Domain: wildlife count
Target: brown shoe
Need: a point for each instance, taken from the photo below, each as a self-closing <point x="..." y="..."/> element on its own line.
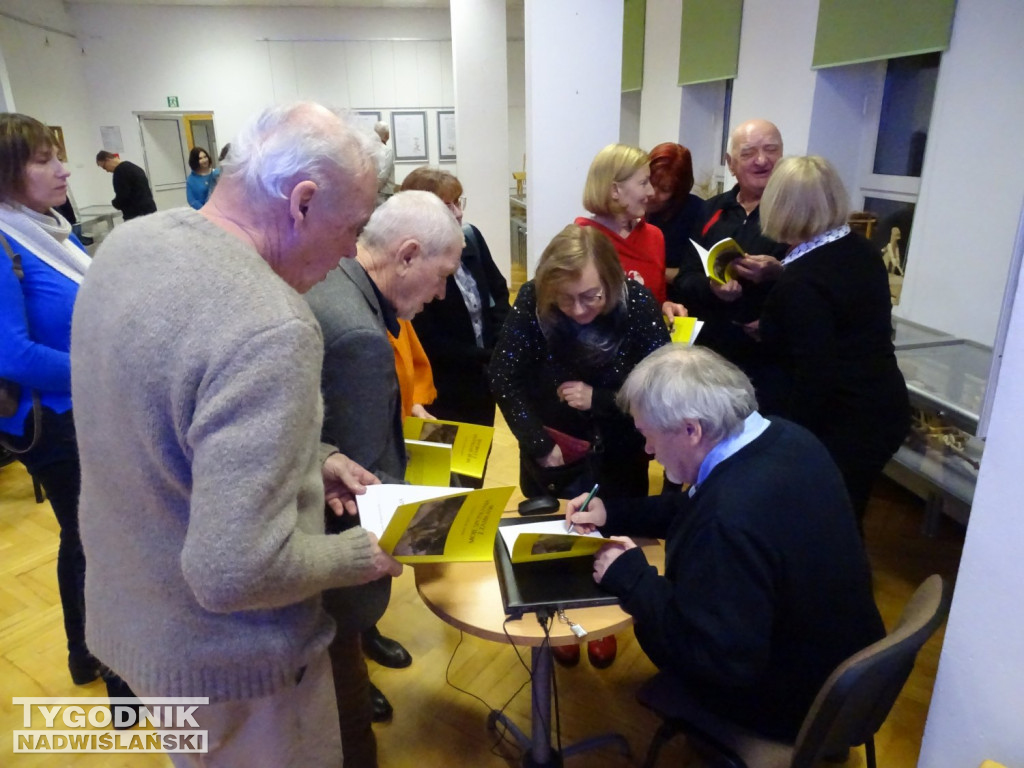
<point x="602" y="652"/>
<point x="566" y="655"/>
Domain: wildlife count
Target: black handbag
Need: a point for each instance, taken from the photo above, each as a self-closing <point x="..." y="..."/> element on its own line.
<point x="10" y="391"/>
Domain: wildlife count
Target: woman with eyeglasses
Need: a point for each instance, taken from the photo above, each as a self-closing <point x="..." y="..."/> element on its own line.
<point x="459" y="332"/>
<point x="576" y="332"/>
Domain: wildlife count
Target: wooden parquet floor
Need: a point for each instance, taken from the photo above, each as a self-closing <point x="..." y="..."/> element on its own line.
<point x="434" y="723"/>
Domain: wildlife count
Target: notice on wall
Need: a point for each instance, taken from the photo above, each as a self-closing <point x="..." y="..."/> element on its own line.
<point x="110" y="137"/>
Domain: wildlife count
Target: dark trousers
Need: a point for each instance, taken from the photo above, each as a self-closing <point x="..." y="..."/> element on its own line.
<point x="53" y="462"/>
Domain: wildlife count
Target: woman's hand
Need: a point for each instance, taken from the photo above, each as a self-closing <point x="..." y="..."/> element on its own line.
<point x="609" y="553"/>
<point x="421" y="413"/>
<point x="576" y="394"/>
<point x="671" y="309"/>
<point x="554" y="459"/>
<point x="758" y="268"/>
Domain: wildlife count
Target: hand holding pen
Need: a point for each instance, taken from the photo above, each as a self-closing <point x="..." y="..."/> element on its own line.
<point x="585" y="513"/>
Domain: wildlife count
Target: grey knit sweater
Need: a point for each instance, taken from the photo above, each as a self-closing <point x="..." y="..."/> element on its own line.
<point x="196" y="380"/>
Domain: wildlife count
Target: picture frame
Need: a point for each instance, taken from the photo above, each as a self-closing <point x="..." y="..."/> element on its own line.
<point x="446" y="145"/>
<point x="409" y="132"/>
<point x="367" y="119"/>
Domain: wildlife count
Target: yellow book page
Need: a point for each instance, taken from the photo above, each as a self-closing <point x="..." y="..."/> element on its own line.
<point x="470" y="442"/>
<point x="428" y="463"/>
<point x="685" y="330"/>
<point x="456" y="528"/>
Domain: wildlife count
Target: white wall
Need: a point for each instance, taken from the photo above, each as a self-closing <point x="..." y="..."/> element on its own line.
<point x="45" y="73"/>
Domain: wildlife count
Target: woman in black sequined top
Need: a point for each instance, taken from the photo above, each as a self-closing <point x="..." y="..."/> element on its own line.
<point x="573" y="335"/>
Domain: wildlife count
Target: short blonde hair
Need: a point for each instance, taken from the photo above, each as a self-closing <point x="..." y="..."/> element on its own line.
<point x="565" y="258"/>
<point x="804" y="198"/>
<point x="613" y="163"/>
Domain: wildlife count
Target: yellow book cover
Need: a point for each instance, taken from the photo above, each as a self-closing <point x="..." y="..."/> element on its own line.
<point x="549" y="540"/>
<point x="428" y="463"/>
<point x="718" y="259"/>
<point x="417" y="523"/>
<point x="470" y="442"/>
<point x="685" y="330"/>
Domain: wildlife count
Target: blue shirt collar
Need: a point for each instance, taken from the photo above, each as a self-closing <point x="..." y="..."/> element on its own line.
<point x="754" y="425"/>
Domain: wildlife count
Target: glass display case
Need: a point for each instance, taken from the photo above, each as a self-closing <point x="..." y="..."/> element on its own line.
<point x="946" y="378"/>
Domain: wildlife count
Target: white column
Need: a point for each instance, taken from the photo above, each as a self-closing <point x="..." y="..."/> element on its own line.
<point x="478" y="52"/>
<point x="573" y="88"/>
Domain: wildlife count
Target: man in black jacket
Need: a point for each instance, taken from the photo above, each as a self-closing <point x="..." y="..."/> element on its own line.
<point x="132" y="195"/>
<point x="766" y="587"/>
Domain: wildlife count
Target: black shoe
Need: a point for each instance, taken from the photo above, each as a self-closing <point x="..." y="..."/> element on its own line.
<point x="384" y="650"/>
<point x="84" y="668"/>
<point x="381" y="707"/>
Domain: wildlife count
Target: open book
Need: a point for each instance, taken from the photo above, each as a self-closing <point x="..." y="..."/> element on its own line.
<point x="422" y="523"/>
<point x="685" y="330"/>
<point x="470" y="442"/>
<point x="548" y="540"/>
<point x="718" y="259"/>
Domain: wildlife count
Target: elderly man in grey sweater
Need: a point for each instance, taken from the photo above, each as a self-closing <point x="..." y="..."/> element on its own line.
<point x="197" y="365"/>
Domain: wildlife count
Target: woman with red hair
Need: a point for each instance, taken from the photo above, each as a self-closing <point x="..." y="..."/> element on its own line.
<point x="672" y="207"/>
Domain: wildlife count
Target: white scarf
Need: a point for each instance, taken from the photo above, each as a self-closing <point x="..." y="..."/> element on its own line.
<point x="46" y="236"/>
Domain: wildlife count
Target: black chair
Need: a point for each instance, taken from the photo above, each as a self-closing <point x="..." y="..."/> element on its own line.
<point x="848" y="711"/>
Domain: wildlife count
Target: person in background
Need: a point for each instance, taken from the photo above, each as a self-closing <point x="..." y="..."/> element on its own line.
<point x="132" y="195"/>
<point x="459" y="332"/>
<point x="35" y="324"/>
<point x="766" y="587"/>
<point x="672" y="207"/>
<point x="574" y="333"/>
<point x="416" y="378"/>
<point x="202" y="179"/>
<point x="828" y="323"/>
<point x="755" y="146"/>
<point x="616" y="194"/>
<point x="404" y="255"/>
<point x="204" y="477"/>
<point x="385" y="163"/>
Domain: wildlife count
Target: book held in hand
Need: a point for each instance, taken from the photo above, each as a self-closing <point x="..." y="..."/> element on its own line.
<point x="470" y="442"/>
<point x="422" y="523"/>
<point x="549" y="540"/>
<point x="718" y="259"/>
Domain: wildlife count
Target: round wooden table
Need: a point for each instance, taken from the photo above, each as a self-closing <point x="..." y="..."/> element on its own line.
<point x="467" y="595"/>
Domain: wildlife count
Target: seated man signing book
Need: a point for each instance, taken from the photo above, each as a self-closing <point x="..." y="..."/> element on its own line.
<point x="406" y="253"/>
<point x="766" y="587"/>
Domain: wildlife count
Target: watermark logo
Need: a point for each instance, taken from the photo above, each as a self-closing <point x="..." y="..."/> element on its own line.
<point x="86" y="725"/>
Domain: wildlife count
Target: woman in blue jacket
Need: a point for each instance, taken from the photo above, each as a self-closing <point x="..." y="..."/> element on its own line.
<point x="35" y="326"/>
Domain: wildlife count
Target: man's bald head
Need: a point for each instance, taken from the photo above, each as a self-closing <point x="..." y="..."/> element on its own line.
<point x="755" y="146"/>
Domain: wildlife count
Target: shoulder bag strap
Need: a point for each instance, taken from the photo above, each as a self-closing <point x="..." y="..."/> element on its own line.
<point x="37" y="411"/>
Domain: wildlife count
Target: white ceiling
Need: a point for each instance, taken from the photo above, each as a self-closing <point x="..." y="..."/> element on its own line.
<point x="279" y="3"/>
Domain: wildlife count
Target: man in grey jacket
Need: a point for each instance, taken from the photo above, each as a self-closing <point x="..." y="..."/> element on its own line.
<point x="197" y="365"/>
<point x="406" y="253"/>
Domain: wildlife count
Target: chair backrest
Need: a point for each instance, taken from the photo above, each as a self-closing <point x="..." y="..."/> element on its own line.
<point x="856" y="697"/>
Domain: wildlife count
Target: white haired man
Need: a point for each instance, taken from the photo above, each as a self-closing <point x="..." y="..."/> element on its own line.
<point x="204" y="479"/>
<point x="766" y="585"/>
<point x="406" y="253"/>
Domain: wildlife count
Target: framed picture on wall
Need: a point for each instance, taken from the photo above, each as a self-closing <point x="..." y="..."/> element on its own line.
<point x="409" y="131"/>
<point x="367" y="119"/>
<point x="445" y="134"/>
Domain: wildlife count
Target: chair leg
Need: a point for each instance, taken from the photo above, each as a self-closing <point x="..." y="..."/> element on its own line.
<point x="869" y="752"/>
<point x="663" y="734"/>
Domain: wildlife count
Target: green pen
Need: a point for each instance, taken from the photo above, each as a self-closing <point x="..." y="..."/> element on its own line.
<point x="586" y="502"/>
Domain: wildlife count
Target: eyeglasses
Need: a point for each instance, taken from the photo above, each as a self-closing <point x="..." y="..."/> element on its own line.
<point x="587" y="300"/>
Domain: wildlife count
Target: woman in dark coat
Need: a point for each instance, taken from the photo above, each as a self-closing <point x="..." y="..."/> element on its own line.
<point x="828" y="323"/>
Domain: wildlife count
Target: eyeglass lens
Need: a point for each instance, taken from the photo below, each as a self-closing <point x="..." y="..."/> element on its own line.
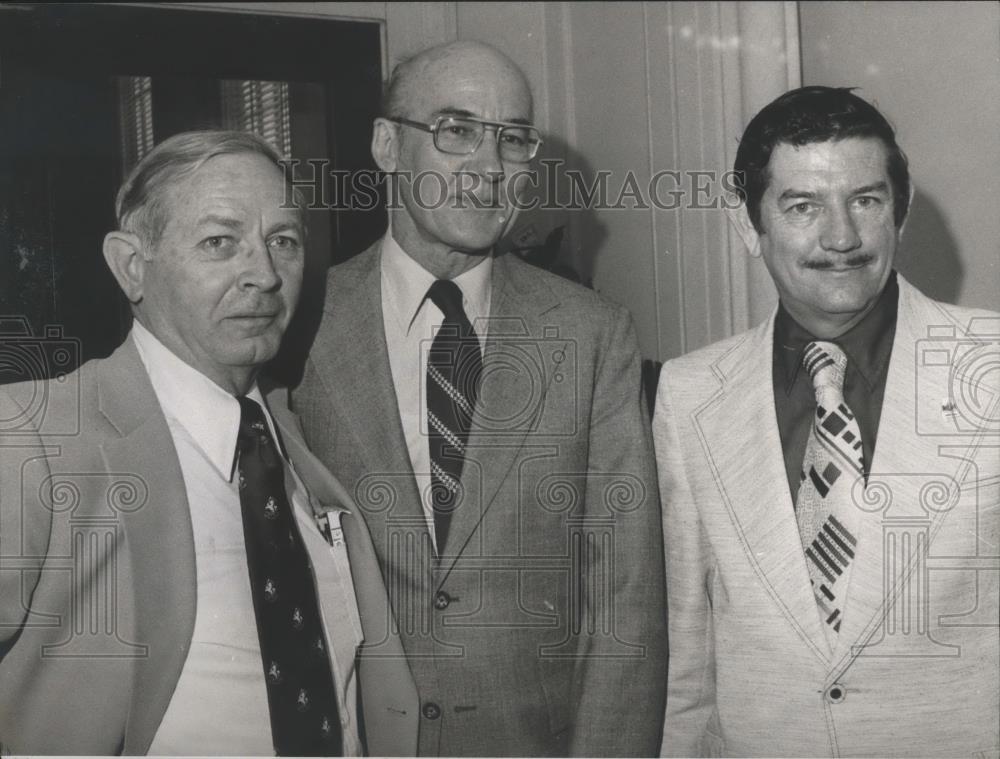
<point x="463" y="136"/>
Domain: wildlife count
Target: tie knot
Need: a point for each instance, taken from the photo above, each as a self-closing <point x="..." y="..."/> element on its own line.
<point x="826" y="364"/>
<point x="252" y="422"/>
<point x="447" y="296"/>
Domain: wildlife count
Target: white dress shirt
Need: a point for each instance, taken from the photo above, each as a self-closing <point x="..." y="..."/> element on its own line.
<point x="411" y="321"/>
<point x="219" y="705"/>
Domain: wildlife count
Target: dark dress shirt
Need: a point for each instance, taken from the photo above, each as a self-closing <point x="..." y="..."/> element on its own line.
<point x="868" y="345"/>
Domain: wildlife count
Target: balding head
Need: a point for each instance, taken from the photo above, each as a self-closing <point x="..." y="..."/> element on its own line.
<point x="415" y="74"/>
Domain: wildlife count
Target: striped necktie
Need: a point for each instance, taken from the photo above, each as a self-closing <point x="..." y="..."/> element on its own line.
<point x="301" y="696"/>
<point x="826" y="514"/>
<point x="454" y="366"/>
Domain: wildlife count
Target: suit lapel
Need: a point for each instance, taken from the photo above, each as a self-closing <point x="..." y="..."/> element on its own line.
<point x="897" y="476"/>
<point x="387" y="691"/>
<point x="158" y="537"/>
<point x="516" y="375"/>
<point x="355" y="352"/>
<point x="752" y="481"/>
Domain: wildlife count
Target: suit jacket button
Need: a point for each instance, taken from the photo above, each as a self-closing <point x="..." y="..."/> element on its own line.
<point x="441" y="600"/>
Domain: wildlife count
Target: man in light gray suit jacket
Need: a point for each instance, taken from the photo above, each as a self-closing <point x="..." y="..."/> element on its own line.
<point x="880" y="639"/>
<point x="130" y="618"/>
<point x="523" y="555"/>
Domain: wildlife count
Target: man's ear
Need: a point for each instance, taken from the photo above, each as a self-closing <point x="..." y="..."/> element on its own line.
<point x="385" y="145"/>
<point x="740" y="220"/>
<point x="909" y="207"/>
<point x="124" y="253"/>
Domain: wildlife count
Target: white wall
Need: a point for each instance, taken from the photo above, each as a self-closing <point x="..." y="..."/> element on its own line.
<point x="934" y="70"/>
<point x="647" y="86"/>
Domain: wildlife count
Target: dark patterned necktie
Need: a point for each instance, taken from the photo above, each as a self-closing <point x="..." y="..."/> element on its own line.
<point x="300" y="691"/>
<point x="454" y="366"/>
<point x="824" y="508"/>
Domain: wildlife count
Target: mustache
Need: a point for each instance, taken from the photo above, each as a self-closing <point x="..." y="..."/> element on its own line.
<point x="860" y="259"/>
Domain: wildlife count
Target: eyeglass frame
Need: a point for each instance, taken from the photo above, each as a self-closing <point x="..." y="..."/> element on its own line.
<point x="498" y="125"/>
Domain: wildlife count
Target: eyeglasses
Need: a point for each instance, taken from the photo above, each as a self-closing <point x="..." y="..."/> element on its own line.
<point x="462" y="135"/>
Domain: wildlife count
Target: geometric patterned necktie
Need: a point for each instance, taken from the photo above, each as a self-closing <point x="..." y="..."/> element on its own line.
<point x="454" y="366"/>
<point x="824" y="508"/>
<point x="300" y="692"/>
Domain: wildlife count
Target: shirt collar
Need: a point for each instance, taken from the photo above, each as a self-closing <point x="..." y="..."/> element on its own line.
<point x="867" y="344"/>
<point x="405" y="284"/>
<point x="209" y="414"/>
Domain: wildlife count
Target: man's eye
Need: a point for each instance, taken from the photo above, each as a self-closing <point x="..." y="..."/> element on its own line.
<point x="218" y="243"/>
<point x="516" y="138"/>
<point x="283" y="242"/>
<point x="460" y="130"/>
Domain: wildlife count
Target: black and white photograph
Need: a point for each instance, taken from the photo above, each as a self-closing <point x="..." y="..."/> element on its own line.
<point x="480" y="379"/>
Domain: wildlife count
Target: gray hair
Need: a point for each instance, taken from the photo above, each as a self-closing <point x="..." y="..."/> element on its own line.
<point x="139" y="204"/>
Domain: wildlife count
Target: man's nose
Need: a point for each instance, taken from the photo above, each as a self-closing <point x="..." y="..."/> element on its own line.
<point x="486" y="159"/>
<point x="840" y="231"/>
<point x="260" y="271"/>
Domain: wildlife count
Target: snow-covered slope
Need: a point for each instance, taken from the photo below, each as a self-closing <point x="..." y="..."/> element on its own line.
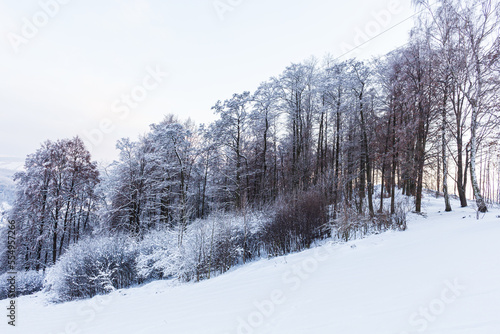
<point x="440" y="276"/>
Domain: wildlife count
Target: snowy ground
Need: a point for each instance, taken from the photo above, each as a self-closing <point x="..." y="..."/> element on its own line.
<point x="440" y="276"/>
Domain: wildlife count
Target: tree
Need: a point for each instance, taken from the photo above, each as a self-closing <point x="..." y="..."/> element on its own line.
<point x="56" y="201"/>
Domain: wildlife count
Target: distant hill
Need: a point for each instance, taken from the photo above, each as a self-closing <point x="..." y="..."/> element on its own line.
<point x="8" y="167"/>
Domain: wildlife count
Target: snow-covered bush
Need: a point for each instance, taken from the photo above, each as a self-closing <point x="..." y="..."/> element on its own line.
<point x="209" y="246"/>
<point x="27" y="282"/>
<point x="93" y="266"/>
<point x="298" y="222"/>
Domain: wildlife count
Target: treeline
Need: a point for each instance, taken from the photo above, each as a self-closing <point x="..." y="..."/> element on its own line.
<point x="303" y="152"/>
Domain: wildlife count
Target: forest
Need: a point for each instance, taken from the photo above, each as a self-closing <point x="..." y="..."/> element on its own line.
<point x="329" y="149"/>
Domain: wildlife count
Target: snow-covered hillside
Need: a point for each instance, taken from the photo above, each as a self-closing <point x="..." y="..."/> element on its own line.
<point x="440" y="276"/>
<point x="8" y="167"/>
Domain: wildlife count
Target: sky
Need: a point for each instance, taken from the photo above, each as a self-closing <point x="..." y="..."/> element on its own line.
<point x="104" y="70"/>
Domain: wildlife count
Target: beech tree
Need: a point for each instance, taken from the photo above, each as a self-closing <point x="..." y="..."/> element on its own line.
<point x="56" y="201"/>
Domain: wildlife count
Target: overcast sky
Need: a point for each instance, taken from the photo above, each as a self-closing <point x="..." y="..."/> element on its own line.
<point x="97" y="69"/>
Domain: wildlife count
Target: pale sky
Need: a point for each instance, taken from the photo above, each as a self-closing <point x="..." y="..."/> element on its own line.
<point x="73" y="72"/>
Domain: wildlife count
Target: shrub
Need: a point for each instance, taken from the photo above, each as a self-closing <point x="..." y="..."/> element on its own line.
<point x="297" y="223"/>
<point x="92" y="267"/>
<point x="27" y="282"/>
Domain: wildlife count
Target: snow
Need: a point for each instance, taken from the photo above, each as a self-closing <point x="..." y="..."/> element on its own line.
<point x="442" y="275"/>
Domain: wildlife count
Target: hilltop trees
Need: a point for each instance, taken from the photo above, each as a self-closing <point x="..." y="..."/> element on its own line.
<point x="56" y="201"/>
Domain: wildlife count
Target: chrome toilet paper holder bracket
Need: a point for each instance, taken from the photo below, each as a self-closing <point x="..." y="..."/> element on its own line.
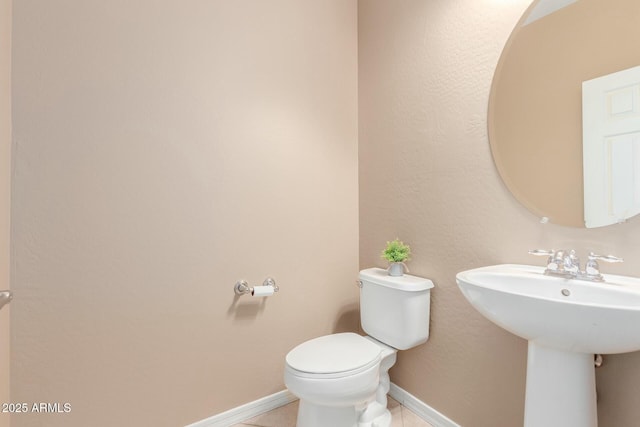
<point x="242" y="286"/>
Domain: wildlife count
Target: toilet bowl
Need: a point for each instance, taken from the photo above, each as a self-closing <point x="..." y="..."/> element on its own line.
<point x="337" y="377"/>
<point x="342" y="380"/>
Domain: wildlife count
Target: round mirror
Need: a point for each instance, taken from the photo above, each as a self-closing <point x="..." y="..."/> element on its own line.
<point x="536" y="103"/>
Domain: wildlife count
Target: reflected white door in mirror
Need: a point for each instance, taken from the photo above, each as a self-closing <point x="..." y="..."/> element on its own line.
<point x="611" y="147"/>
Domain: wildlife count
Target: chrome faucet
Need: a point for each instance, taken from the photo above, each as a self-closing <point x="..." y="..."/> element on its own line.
<point x="565" y="263"/>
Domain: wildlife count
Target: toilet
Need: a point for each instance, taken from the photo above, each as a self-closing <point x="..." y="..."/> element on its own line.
<point x="342" y="380"/>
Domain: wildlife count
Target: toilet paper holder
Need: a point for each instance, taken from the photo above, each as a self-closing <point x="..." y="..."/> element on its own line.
<point x="268" y="288"/>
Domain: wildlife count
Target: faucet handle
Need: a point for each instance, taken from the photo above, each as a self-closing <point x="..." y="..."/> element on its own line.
<point x="571" y="262"/>
<point x="551" y="254"/>
<point x="592" y="269"/>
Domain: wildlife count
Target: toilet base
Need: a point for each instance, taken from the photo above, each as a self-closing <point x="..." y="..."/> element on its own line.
<point x="311" y="415"/>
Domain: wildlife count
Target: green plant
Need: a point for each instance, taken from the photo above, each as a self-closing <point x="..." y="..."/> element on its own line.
<point x="396" y="251"/>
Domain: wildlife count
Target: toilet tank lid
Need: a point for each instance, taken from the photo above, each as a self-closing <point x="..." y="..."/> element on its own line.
<point x="405" y="282"/>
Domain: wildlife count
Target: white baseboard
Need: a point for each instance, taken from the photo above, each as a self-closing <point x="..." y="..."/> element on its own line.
<point x="421" y="409"/>
<point x="276" y="400"/>
<point x="248" y="410"/>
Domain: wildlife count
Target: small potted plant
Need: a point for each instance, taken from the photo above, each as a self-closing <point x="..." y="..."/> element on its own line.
<point x="396" y="253"/>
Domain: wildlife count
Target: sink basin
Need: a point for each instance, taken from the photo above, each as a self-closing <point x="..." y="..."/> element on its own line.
<point x="566" y="322"/>
<point x="568" y="314"/>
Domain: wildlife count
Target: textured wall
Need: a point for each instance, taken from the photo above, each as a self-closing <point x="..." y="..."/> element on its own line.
<point x="5" y="190"/>
<point x="427" y="176"/>
<point x="165" y="150"/>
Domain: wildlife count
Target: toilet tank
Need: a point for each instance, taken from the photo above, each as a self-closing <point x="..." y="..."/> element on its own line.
<point x="395" y="310"/>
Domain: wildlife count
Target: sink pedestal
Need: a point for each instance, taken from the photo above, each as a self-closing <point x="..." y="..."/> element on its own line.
<point x="561" y="388"/>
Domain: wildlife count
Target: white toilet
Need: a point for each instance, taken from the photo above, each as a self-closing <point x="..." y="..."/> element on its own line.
<point x="342" y="380"/>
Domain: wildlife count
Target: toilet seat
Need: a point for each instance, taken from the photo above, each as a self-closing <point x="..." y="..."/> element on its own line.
<point x="333" y="356"/>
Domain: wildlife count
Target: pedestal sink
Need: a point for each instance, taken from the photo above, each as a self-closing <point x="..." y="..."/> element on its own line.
<point x="566" y="322"/>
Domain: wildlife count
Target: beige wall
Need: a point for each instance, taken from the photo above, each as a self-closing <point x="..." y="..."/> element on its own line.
<point x="427" y="176"/>
<point x="5" y="190"/>
<point x="165" y="150"/>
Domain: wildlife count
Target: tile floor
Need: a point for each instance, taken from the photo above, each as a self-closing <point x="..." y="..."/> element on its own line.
<point x="285" y="416"/>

....

→ **What you will do**:
Give back exactly the lines from the one containing "Target: beige wall" through the end of the material above, and nothing else.

→ **Output of the task**:
Target: beige wall
Need: a point for each instance, taken from the photo above, each as a self-closing <point x="..." y="..."/> element on its own line.
<point x="427" y="176"/>
<point x="5" y="190"/>
<point x="165" y="150"/>
Domain: wildlife count
Target: tile floor
Need: a point for each instance, taken from the photo above, each as a self-closing <point x="..." y="..."/> element on its own line.
<point x="285" y="416"/>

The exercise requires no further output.